Work task - The data below is to be copied exactly, line by line.

Data for this exercise -

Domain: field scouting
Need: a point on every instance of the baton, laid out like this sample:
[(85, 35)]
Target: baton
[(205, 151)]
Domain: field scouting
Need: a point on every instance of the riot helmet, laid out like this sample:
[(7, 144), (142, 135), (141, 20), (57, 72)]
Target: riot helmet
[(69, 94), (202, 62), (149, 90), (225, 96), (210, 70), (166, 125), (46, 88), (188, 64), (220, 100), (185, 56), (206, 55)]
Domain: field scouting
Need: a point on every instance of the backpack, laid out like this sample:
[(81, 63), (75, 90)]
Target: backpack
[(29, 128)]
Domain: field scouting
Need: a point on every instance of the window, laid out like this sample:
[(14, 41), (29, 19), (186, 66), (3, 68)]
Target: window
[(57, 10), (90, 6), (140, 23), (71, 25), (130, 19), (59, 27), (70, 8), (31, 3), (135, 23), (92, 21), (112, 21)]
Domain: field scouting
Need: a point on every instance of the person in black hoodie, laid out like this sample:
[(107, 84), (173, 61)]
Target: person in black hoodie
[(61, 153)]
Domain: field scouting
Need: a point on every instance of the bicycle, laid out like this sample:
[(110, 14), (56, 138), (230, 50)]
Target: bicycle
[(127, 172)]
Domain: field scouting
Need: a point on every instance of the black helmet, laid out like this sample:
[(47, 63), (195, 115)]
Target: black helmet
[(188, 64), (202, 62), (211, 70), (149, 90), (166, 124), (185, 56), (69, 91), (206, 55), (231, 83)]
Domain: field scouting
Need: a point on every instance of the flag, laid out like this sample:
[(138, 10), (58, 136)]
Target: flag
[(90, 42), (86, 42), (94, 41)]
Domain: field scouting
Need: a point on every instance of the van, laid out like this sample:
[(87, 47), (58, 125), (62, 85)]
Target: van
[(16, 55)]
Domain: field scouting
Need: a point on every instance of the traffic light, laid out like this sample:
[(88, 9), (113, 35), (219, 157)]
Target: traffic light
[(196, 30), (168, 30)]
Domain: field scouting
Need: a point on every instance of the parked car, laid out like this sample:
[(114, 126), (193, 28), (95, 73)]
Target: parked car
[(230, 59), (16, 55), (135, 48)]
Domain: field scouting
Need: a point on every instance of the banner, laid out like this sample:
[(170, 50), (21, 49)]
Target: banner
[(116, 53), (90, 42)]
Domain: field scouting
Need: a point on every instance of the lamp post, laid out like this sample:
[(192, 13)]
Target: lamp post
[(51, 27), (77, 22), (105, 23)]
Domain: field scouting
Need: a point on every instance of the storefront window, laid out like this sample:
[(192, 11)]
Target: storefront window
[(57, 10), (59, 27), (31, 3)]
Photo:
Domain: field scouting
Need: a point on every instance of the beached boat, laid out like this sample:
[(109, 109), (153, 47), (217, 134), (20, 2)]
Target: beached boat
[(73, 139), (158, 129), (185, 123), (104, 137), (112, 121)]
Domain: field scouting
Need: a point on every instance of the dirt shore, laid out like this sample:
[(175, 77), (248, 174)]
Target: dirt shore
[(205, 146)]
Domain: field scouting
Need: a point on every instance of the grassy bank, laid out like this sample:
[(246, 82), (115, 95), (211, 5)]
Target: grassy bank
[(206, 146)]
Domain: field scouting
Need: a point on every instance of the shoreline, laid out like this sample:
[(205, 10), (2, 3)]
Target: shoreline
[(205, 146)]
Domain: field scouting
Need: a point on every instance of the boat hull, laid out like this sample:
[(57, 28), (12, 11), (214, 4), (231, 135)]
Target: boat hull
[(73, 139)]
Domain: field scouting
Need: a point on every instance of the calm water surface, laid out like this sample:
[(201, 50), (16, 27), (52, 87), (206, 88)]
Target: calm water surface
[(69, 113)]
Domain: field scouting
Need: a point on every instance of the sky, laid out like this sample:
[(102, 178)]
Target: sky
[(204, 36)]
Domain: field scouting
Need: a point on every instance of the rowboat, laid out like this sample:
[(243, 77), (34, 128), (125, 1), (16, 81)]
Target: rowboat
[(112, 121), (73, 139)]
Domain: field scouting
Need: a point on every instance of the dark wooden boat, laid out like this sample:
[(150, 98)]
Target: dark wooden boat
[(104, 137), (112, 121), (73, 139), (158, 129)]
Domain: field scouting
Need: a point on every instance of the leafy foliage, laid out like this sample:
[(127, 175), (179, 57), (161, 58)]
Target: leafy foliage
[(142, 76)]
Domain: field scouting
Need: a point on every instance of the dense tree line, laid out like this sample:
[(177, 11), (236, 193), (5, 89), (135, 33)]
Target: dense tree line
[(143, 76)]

Result of the task -
Domain: field scouting
Need: a point on every instance of the baton, laid out like this sample:
[(85, 35)]
Target: baton
[(205, 151)]
Domain: field scouting
Need: a point on every instance of the riot helmet, laid out like this sample:
[(7, 144), (142, 135), (141, 20), (57, 72)]
Target: riot helmet
[(69, 94), (202, 62), (149, 90), (225, 96), (210, 70), (166, 125), (46, 88), (188, 64), (220, 100), (185, 56), (206, 55)]
Domain: field scouting
Need: a point on every instance of the backpack, laid out like this sample:
[(81, 63), (75, 90)]
Target: backpack
[(29, 128)]
Domain: field scouting
Need: a point on every instance of the window, laid out like this sample:
[(14, 41), (29, 19), (186, 66), (3, 68)]
Target: window
[(57, 10), (90, 6), (140, 23), (71, 25), (130, 19), (59, 27), (70, 8), (31, 3), (135, 23), (92, 21), (112, 21)]
Domain: field scouting
Need: a point on every instance of the person in black hoodie, laid out like this sample:
[(107, 84), (173, 61)]
Target: person in black hoodie
[(61, 153)]
Domain: field scouting
Need: a point on every instance of the bicycle, laid out like this sample:
[(110, 14), (56, 138), (230, 50)]
Target: bicycle
[(127, 172)]
Domain: field scouting
Need: a point on every instance of the black helmet, laid out like this sample:
[(47, 63), (195, 115)]
Target: black helmet
[(188, 64), (202, 62), (211, 70), (149, 90), (166, 124), (185, 56), (69, 91), (206, 55), (231, 83)]
Domain: field scouting
Need: a point on every instance of the flag, laid out like this sample:
[(138, 10), (58, 136)]
Target: flag
[(90, 42), (86, 42), (94, 41)]
Domain: field scouting
Need: a point on every instance of the van, laid out like this sample:
[(87, 47), (58, 125), (62, 85)]
Target: van
[(16, 55)]
Domain: field scouting
Need: a point on every instance of the traffic light, laid out like this sample:
[(88, 9), (113, 35), (219, 157)]
Target: traffic light
[(196, 30), (168, 30)]
Domain: field scouting
Need: a point on every instance of the parked car, laid out like this sample:
[(114, 126), (193, 28), (95, 73)]
Target: parked car
[(230, 59), (16, 55), (135, 48)]
Domain: field scouting
Need: a point on every instance of the banner, laid out like this sample:
[(170, 50), (21, 49)]
Target: banner
[(116, 53), (90, 42)]
Domain: field scouting
Need: a point on every instance of the lamp post, laid out like this sample:
[(192, 13)]
Target: lamp post
[(51, 27), (77, 22), (105, 23)]
Domain: field scouting
Need: a point on every instance of the storefront window, laid out like this sample:
[(192, 11)]
Target: storefront window
[(57, 10), (59, 27), (31, 3)]
Photo:
Domain: field scouting
Need: a point on every instance of the beached boat, laid out like this sample:
[(109, 109), (153, 47), (217, 134), (20, 2)]
Target: beached boat
[(73, 139), (158, 129), (185, 123), (104, 137), (112, 121)]
Domain: field scouting
Need: a point on every instance of the dirt shore, laid out like this sample:
[(175, 77), (248, 174)]
Target: dirt shore
[(205, 146)]
Domain: field scouting
Need: a point on every instance of the grassy bank, laid out like this sample:
[(246, 82), (115, 95), (211, 5)]
Target: grassy bank
[(206, 146)]
Domain: field scouting
Need: a point on every instance of the shoreline, laid out like this sample:
[(205, 10), (2, 3)]
Target: shoreline
[(205, 146)]
Domain: field scouting
Need: a point on every instance of the boat hull, laid out like this sample:
[(57, 28), (12, 11), (214, 4), (231, 135)]
Target: boat hull
[(73, 139)]
Domain: field scouting
Need: a point on every instance of the calm water surface, laid out like this sample:
[(201, 50), (16, 27), (52, 87), (206, 88)]
Target: calm water surface
[(69, 113)]
Domain: field scouting
Need: a point on every instance of the sky, laid out like this sample:
[(102, 178)]
Target: sky
[(204, 36)]
Domain: field scouting
Need: a point on every instance of the rowboat, laid out like this sample:
[(243, 77), (34, 128), (125, 1), (16, 81)]
Target: rowboat
[(112, 121), (73, 139)]
Domain: field scouting
Need: a point on every instance of the dark wooden boat, laid out like this sample:
[(150, 98)]
Target: dark wooden boat
[(104, 137), (112, 121), (73, 139), (158, 129)]
Domain: field scouting
Need: a point on every instance of the leafy foliage, laid out like this sample:
[(127, 175), (179, 57), (161, 58)]
Target: leafy foliage
[(142, 76)]
Domain: field scouting
Need: a point on every instance of the dense tree line, laid out like this sample:
[(177, 11), (236, 193), (5, 89), (135, 33)]
Target: dense tree line
[(143, 76)]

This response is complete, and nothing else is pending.